# [The exercise]
Please rewrite the data below with every "yellow" replaced by "orange", leaving everything else unchanged.

++++++++++++++++++++

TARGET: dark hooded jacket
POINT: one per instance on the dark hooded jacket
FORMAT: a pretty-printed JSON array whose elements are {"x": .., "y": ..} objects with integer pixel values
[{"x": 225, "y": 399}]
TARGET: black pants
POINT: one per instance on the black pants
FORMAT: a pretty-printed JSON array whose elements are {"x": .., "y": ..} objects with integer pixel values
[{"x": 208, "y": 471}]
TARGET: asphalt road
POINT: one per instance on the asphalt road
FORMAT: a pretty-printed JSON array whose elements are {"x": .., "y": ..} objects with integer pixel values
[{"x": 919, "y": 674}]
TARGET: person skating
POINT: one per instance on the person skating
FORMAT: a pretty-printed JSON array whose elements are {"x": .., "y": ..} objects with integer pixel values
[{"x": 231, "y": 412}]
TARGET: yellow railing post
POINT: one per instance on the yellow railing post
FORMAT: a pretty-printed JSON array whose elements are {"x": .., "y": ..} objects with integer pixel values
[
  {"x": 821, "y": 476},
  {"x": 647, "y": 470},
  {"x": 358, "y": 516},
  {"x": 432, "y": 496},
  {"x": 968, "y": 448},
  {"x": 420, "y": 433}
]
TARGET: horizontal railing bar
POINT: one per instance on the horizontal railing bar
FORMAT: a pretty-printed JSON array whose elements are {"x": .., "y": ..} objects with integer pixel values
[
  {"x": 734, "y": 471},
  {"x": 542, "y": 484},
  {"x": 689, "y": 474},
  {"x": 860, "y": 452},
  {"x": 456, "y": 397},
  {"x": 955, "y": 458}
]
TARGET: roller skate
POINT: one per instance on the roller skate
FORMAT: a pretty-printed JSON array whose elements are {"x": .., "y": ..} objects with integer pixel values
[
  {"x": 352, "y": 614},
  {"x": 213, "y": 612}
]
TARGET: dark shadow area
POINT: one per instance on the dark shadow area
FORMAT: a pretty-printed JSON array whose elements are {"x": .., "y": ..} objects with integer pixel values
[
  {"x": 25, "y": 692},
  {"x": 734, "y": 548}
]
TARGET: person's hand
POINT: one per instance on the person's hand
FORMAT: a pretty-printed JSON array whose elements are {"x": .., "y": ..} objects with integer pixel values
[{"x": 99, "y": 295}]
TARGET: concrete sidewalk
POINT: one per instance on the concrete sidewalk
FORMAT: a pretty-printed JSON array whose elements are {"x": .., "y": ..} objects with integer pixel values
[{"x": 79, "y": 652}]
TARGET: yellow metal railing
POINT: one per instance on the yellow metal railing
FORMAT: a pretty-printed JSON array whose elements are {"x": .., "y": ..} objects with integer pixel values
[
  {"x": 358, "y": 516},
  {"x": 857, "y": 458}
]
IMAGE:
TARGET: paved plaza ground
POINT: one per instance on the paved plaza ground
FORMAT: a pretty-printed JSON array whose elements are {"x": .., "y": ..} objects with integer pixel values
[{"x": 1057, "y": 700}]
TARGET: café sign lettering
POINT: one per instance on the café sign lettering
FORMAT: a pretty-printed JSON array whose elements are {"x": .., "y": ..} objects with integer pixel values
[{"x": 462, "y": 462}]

++++++++++++++++++++

# [Correct output]
TARGET: dark hooded jacket
POINT: one per instance on the dark hooded jacket
FORMAT: a pretty-printed JSON array whose elements are {"x": .., "y": ..} objects with integer pixel values
[{"x": 225, "y": 399}]
TARGET: black pants
POINT: one per instance on the black pants
FORMAT: a pretty-printed JSON array whose elements are {"x": .., "y": ..} objects with integer pixel values
[{"x": 208, "y": 471}]
TARGET: asphalt road
POINT: one per instance on the asphalt road
FORMAT: a pretty-printed JSON array whose elements are {"x": .., "y": ..} objects with integer pixel values
[{"x": 919, "y": 674}]
TARGET: person skating
POINT: one per instance on the person skating
FORMAT: a pretty-printed JSON array whose elements are {"x": .., "y": ..} objects with integer pixel values
[{"x": 231, "y": 412}]
TARGET: orange railing post
POINT: one per instance on the orange railing post
FORMAT: a pretty-printed JSON array whose elements are {"x": .., "y": ..} objects with integer pixel values
[
  {"x": 821, "y": 476},
  {"x": 647, "y": 470},
  {"x": 358, "y": 516},
  {"x": 432, "y": 496},
  {"x": 968, "y": 448},
  {"x": 420, "y": 433}
]
TARGET: horizontal railing bar
POINT: one per instance on the horizontal railing bar
FORMAT: a pretty-printed JSON array whose elements are {"x": .., "y": ..} objects with integer pixel values
[
  {"x": 734, "y": 471},
  {"x": 542, "y": 484},
  {"x": 689, "y": 474},
  {"x": 860, "y": 452},
  {"x": 456, "y": 397},
  {"x": 955, "y": 458}
]
TARGET: roller skate
POINT: one per instance on the roller skate
FORMAT: a pretty-printed JSON array whose elements are {"x": .., "y": ..} objects with integer pixel values
[
  {"x": 352, "y": 614},
  {"x": 213, "y": 612}
]
TARGET: dark shadow area
POINT: one per instance on the dark shadow area
FORMAT: a pretty-printed JSON array whose elements are {"x": .., "y": ..} objects with integer pixel values
[
  {"x": 25, "y": 692},
  {"x": 734, "y": 548}
]
TARGET: person's hand
POINT: one per instance on the person's hand
FORMAT: a pretty-printed JSON array whose elements are {"x": .., "y": ..} objects with integer pixel values
[{"x": 99, "y": 295}]
TARGET: concrete sidewalk
POINT: one per instance on the concrete sidewalk
FORMAT: a pretty-printed JSON array whose elements are {"x": .., "y": ..} objects with integer pixel values
[{"x": 79, "y": 652}]
TARGET: orange metal railing
POINT: one per instance on the orange metal railing
FORMAT: a pretty-printed JSON array whose elements are {"x": .., "y": ..} objects with integer pixel values
[
  {"x": 358, "y": 516},
  {"x": 857, "y": 458}
]
IMAGE:
TARGET: paved plaza ground
POINT: one per instance on the paved plaza ground
FORMAT: a pretty-printed JSON array whose elements are {"x": .., "y": ..} objects with integer pixel values
[{"x": 1057, "y": 700}]
TARGET: café sign lettering
POINT: one per instance on the café sign lettering
FORMAT: a pretty-printed JSON array whose elements are {"x": .., "y": ..} objects with integer pixel values
[{"x": 462, "y": 462}]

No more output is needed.